Would you give the number of lines in the entries that contain the word "desk"? Nothing else is needed.

■ ■ ■ ■ ■

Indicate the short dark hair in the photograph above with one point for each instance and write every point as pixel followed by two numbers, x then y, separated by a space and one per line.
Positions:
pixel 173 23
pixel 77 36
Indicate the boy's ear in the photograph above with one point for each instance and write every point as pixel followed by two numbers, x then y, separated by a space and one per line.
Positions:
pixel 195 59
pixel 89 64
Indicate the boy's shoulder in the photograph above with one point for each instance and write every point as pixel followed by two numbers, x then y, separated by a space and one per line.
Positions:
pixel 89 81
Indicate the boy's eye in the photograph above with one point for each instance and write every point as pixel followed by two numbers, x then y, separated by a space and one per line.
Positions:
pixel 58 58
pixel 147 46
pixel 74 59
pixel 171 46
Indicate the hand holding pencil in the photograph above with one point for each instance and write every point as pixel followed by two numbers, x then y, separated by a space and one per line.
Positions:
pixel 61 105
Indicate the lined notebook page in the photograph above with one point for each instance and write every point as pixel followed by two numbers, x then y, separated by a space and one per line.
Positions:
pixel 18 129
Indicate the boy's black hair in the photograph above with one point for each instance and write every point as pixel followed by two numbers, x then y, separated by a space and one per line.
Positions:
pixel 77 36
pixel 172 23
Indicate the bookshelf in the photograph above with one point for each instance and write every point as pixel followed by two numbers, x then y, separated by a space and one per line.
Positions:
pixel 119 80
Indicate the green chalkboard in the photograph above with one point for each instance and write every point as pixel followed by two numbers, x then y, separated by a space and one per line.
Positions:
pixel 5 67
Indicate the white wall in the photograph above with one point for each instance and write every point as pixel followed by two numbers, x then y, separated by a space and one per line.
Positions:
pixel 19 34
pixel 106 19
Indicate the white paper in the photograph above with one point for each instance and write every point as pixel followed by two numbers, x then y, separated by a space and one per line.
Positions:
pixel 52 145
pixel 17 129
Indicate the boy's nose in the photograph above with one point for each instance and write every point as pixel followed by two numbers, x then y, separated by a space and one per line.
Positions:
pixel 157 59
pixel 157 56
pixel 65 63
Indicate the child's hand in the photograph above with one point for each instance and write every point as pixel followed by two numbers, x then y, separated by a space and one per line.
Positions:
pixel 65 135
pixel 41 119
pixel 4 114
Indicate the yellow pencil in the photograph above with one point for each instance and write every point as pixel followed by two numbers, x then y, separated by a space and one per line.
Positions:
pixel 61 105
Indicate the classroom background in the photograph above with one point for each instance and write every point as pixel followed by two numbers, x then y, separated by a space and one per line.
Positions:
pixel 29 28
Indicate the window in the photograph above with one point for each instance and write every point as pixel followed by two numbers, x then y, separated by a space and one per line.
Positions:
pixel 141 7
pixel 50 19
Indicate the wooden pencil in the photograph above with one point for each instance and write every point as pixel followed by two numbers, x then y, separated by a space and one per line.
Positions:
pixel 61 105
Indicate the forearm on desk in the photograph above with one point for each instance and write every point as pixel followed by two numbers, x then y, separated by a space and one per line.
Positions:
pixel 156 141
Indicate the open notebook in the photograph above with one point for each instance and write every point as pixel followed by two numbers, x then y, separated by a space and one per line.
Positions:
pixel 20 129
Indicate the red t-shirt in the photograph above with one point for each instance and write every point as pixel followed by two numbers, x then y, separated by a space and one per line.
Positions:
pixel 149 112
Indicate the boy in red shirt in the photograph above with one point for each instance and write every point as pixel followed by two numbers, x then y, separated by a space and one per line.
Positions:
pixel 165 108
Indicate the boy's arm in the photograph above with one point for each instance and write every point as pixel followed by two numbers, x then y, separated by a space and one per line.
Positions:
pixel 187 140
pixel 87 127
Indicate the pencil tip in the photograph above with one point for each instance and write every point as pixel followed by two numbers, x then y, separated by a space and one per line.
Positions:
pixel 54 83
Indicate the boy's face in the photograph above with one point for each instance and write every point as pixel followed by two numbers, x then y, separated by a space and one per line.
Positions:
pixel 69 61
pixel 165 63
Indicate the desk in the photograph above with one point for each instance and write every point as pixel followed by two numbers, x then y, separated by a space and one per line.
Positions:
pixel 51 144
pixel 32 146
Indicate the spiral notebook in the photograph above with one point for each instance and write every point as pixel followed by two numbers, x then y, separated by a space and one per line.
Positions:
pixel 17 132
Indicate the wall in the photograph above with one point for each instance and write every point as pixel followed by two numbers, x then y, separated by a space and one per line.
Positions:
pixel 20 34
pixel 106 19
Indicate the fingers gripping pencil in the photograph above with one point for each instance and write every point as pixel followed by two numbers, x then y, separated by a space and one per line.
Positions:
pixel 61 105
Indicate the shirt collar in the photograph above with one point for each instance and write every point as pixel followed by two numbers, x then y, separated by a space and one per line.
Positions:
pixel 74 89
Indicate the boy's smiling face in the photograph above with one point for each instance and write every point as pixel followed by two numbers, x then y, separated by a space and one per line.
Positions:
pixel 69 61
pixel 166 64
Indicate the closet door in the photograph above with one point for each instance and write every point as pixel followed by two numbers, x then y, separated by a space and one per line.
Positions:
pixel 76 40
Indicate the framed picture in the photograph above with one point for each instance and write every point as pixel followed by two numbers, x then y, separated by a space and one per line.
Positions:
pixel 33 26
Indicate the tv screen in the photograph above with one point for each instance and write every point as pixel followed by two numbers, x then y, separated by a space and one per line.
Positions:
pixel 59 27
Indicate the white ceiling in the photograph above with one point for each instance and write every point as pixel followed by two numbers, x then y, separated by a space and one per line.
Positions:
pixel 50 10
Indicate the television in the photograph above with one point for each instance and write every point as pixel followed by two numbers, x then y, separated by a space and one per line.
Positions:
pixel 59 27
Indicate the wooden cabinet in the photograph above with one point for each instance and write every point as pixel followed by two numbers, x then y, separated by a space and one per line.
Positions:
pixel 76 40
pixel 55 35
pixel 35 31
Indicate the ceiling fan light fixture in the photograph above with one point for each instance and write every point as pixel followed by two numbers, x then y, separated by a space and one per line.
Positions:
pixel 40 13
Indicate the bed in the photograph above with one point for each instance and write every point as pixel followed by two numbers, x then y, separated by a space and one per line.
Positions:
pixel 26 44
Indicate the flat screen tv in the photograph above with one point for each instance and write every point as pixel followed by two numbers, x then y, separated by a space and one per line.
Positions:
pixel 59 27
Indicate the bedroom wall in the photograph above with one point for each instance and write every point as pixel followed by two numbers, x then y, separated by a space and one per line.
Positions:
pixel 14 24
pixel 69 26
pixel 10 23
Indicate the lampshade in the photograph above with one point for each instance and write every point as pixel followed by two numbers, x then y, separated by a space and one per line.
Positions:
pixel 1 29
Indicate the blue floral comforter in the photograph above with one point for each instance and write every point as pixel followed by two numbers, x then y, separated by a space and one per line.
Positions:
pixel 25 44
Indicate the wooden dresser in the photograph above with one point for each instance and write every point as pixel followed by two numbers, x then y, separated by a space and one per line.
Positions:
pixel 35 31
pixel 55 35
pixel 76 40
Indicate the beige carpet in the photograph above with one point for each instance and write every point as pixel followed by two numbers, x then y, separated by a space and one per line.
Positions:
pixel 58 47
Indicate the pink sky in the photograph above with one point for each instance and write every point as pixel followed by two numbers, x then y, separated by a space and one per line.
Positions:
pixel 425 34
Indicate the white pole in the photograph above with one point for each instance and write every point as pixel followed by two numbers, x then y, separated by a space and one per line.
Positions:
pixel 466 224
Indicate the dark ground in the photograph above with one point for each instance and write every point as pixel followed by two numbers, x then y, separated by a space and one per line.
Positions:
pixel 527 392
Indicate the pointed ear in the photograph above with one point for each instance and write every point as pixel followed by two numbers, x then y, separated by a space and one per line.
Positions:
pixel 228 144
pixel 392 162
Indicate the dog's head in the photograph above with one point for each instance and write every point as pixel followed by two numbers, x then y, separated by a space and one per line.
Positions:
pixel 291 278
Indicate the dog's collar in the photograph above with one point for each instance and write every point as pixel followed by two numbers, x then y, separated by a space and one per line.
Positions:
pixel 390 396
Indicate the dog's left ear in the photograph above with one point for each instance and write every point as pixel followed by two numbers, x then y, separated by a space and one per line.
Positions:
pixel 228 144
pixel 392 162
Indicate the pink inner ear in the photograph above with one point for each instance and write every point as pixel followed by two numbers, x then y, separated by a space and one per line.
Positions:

■ ■ ■ ■ ■

FINISHED EXERCISE: 2